__PAGE TEXT__
- - -

Tuesday, January 19, 2016

Connecting DataGrip to Redshift

Recently I started evaluating JetBrains' new DataGrip product, and I decided to create an updated version of my instructions for connecting to Amazon Redshift, using this new tool with the latest JDBC driver from Amazon.

Prepare Amazon Redshift JDBC Driver

  1. Browse to your AWS Redshift console, go to the "Connect Client" section and download the Redshift JDBC driver from Amazon.
  2. Copy the file from your Downloads folder to somewhere more permanent, like your home directory or a location accessible to all users on the computer.

- - -

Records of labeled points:
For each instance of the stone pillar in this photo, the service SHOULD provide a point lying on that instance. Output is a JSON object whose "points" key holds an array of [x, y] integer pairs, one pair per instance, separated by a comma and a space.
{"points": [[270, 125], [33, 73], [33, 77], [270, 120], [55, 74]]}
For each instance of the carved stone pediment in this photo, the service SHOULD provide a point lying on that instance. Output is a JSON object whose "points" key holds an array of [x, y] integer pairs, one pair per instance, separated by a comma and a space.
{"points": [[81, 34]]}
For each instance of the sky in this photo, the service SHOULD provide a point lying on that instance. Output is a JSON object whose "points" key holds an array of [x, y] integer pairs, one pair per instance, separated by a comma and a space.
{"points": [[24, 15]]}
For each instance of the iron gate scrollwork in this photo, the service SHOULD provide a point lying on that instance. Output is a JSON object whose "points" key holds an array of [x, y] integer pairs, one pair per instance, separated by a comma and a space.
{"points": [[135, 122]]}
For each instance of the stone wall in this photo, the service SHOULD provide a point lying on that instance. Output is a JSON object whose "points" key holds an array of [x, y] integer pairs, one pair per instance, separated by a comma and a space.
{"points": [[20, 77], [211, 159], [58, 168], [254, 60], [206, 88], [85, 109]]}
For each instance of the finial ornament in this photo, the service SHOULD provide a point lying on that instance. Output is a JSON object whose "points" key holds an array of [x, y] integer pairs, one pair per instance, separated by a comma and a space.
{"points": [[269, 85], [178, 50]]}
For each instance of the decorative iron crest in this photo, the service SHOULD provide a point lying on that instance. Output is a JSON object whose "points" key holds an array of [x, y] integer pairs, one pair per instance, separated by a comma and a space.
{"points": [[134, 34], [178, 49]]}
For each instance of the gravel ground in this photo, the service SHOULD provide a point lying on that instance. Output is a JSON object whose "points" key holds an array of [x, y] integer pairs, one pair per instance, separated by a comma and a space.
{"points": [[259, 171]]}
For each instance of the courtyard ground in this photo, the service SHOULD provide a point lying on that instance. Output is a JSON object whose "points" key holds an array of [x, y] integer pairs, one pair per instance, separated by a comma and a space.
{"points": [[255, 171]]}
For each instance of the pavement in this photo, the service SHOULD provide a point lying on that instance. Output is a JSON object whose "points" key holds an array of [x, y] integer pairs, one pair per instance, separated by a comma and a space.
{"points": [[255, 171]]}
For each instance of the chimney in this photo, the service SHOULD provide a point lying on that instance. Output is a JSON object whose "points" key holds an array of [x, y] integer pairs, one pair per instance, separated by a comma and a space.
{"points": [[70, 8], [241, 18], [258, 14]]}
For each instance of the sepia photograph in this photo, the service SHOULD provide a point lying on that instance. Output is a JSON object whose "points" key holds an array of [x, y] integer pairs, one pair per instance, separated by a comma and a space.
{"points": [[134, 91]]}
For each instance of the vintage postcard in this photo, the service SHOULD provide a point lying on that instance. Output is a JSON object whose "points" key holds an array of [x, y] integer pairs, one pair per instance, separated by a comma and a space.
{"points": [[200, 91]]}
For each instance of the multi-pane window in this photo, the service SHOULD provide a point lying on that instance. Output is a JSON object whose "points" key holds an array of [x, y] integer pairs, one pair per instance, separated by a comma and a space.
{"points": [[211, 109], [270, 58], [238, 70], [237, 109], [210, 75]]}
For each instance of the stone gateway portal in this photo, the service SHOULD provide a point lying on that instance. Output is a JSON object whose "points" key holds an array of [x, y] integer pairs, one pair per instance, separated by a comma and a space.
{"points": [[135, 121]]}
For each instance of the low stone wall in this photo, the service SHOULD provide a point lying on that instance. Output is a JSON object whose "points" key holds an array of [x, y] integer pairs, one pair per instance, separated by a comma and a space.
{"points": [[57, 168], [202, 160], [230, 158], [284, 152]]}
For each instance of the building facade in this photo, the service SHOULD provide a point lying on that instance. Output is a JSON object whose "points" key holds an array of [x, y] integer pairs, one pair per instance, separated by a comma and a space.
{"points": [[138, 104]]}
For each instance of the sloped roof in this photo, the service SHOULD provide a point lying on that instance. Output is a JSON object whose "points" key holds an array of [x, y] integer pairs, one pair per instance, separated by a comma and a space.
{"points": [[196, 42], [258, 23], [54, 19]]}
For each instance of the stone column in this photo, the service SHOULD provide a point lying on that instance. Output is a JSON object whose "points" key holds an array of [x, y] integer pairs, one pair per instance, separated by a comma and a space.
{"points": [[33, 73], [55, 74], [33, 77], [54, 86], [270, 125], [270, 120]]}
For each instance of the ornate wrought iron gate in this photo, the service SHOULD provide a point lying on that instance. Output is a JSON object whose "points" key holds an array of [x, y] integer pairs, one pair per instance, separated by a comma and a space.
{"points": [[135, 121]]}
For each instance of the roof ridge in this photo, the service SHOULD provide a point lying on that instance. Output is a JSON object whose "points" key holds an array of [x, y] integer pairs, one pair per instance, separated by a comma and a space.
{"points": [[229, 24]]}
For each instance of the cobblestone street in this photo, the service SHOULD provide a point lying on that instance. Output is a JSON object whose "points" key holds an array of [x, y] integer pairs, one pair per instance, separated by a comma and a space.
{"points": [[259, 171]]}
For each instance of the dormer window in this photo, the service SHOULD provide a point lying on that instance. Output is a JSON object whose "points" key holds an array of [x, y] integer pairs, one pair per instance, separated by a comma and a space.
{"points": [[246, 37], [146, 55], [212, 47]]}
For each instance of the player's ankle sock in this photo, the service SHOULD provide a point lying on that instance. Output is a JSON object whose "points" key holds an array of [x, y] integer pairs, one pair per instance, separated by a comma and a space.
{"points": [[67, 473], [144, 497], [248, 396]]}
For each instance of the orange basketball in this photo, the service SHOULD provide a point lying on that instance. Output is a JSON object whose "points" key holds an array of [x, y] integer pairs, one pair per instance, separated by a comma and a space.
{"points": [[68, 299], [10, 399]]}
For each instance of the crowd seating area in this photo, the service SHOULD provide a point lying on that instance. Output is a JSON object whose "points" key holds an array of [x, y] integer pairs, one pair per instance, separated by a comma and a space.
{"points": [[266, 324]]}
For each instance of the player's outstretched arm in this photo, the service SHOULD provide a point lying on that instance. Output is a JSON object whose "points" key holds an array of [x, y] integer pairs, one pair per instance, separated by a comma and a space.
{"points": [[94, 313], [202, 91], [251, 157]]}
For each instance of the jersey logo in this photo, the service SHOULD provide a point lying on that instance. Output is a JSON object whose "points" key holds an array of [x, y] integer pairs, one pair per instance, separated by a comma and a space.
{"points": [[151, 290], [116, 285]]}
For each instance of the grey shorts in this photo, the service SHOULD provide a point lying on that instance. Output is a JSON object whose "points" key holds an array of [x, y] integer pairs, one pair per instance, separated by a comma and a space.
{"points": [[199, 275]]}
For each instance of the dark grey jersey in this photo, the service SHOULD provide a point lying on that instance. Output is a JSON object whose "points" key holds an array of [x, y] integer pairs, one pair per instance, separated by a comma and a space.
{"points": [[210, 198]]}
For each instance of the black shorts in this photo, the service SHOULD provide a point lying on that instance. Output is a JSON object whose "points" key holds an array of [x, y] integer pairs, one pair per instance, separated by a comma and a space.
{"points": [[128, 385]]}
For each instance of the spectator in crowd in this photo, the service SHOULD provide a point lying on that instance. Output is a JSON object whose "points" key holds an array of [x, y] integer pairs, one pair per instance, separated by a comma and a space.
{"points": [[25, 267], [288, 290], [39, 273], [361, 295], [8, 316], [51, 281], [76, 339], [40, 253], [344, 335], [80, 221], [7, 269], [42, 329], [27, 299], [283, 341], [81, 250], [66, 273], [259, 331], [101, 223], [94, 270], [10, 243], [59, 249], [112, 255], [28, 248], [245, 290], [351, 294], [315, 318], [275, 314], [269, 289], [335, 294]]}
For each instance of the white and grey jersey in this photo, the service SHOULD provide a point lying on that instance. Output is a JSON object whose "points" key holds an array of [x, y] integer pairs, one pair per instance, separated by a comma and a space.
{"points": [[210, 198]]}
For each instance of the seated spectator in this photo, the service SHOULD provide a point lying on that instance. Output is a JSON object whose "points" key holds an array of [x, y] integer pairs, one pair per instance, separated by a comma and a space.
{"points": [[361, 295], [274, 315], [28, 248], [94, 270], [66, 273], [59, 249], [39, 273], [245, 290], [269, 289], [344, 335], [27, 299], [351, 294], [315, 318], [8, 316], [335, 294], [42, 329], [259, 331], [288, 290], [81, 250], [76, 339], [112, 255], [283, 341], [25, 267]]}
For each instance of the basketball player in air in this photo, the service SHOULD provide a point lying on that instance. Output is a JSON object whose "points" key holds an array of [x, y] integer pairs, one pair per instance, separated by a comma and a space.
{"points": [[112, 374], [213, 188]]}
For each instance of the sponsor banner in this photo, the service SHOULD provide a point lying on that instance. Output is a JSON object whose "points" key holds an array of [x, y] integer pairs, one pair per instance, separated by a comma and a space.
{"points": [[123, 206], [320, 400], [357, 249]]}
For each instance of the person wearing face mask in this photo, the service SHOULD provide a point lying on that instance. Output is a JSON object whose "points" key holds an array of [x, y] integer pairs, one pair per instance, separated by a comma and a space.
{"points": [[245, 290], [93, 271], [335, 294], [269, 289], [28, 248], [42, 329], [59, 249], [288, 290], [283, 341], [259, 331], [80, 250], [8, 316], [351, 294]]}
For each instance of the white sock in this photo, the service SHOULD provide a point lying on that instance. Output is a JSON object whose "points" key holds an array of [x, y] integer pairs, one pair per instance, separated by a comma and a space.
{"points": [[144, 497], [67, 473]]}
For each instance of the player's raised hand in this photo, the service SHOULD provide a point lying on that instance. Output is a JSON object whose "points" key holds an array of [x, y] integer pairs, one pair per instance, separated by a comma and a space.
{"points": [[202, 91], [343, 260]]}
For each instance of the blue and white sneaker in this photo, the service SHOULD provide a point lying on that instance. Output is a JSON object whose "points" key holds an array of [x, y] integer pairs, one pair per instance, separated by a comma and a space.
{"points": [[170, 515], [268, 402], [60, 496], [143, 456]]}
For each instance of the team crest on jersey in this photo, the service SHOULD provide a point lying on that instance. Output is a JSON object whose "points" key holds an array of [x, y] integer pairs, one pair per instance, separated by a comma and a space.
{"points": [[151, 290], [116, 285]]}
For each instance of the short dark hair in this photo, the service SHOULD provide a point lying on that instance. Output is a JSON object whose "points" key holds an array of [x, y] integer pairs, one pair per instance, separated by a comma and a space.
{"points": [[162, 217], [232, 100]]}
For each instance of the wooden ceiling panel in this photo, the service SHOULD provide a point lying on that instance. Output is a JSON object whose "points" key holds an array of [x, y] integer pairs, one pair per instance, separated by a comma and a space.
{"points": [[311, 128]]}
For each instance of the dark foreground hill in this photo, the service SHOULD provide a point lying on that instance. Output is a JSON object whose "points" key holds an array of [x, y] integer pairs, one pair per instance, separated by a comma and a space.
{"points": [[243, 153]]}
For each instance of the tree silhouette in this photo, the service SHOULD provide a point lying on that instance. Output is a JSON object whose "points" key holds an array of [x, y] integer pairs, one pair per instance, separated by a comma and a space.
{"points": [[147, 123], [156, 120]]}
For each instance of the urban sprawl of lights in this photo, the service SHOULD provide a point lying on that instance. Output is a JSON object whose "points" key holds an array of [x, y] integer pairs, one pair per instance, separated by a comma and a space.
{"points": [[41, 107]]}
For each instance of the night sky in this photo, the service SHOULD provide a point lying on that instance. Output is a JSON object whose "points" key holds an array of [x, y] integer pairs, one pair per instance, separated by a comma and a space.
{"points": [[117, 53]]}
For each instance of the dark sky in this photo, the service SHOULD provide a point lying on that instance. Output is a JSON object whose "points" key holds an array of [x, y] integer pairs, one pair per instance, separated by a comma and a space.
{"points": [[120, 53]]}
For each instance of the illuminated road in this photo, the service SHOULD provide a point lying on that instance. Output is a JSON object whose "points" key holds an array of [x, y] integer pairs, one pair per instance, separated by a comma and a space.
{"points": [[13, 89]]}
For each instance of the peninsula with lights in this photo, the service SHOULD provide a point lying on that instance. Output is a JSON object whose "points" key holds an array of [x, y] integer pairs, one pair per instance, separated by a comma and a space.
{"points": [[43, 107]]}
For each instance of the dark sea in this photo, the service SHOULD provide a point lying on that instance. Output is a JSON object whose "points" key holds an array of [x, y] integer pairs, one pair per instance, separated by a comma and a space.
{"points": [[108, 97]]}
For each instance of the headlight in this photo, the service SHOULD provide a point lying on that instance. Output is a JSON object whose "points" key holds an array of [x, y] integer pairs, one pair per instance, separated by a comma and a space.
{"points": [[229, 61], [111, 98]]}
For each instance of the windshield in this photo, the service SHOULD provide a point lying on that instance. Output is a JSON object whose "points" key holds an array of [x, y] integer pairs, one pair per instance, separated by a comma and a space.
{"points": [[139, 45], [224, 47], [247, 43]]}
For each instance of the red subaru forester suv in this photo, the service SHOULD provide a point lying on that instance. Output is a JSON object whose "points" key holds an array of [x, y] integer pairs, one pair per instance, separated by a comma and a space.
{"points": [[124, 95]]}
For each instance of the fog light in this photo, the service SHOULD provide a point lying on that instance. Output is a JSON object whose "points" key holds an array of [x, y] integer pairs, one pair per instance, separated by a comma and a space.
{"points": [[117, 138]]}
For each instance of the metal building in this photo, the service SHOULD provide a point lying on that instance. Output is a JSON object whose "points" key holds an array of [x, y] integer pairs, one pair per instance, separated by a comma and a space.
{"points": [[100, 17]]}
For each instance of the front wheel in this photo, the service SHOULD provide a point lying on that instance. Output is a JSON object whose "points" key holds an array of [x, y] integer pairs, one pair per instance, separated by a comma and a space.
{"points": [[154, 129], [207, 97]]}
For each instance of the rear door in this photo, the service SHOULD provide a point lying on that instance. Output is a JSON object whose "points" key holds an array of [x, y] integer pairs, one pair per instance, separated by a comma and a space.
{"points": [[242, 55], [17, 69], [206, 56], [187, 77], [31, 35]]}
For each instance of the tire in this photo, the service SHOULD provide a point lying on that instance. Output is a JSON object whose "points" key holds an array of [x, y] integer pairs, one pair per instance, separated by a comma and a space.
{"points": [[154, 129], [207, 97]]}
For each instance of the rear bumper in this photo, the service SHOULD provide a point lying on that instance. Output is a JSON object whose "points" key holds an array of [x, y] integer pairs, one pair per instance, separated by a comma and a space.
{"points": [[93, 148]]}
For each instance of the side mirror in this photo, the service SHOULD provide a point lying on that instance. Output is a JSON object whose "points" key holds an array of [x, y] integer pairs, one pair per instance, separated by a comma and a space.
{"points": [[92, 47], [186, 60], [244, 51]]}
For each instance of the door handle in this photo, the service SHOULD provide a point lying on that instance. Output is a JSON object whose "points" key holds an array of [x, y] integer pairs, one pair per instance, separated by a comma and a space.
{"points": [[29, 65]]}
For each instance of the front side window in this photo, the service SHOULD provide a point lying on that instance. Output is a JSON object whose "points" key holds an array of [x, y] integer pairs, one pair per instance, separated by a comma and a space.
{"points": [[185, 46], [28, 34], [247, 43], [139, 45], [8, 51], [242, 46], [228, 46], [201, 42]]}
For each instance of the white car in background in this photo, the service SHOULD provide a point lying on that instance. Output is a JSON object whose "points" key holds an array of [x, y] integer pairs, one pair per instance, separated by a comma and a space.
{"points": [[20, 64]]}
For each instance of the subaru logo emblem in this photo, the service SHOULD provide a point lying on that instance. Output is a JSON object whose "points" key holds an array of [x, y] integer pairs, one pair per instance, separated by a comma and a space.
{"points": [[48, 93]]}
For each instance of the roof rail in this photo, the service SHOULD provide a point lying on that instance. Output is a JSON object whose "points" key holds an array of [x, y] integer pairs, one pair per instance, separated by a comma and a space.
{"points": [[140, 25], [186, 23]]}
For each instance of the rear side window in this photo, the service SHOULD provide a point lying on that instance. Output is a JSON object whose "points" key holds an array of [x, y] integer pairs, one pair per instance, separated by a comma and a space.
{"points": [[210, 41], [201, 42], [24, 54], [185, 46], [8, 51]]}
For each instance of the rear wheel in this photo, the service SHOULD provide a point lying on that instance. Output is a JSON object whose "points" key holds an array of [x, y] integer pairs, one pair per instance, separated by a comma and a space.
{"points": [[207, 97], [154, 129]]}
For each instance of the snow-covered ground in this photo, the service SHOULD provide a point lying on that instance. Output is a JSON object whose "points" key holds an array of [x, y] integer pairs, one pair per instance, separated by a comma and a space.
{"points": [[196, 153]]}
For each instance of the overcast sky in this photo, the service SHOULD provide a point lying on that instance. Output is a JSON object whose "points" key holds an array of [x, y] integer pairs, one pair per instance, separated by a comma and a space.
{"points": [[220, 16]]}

- - -

Carry the guide on connecting DataGrip to Redshift forward from its last step, adding the steps that come next.

__RESPONSE TO THIS EXERCISE__
  3. Set permissions to allow everyone to read the driver jar file:
    chmod a+r RedshiftJDBC41-1.1.9.1009.jar
  4. On OS X, you may need to remove the quarantine mode attribute:You can see this attribute with the "ls -l@" command:
    ls -l@ *.jar-rw-r--r--@ 1 ryan staff 2198193 Aug 28 13:42 RedshiftJDBC41-1.1.9.1009.jar com.apple.metadata:kMDItemWhereFroms 194 com.apple.quarantine 64
    
    The quarantine attribute can be removed with this command:xattr -dr com.apple.quarantine RedshiftJDBC*.jar

Add Redshift Driver to DataGrip

  1. In Datagrip, go to Manage Data Source (Cmd + ; on OS X)
  2. Press the + button in the upper left and select "Driver" to create a new Database Driver
  3. In the "Driver Files" section, press the + button in the lower left and select the path where you put the driver JAR file.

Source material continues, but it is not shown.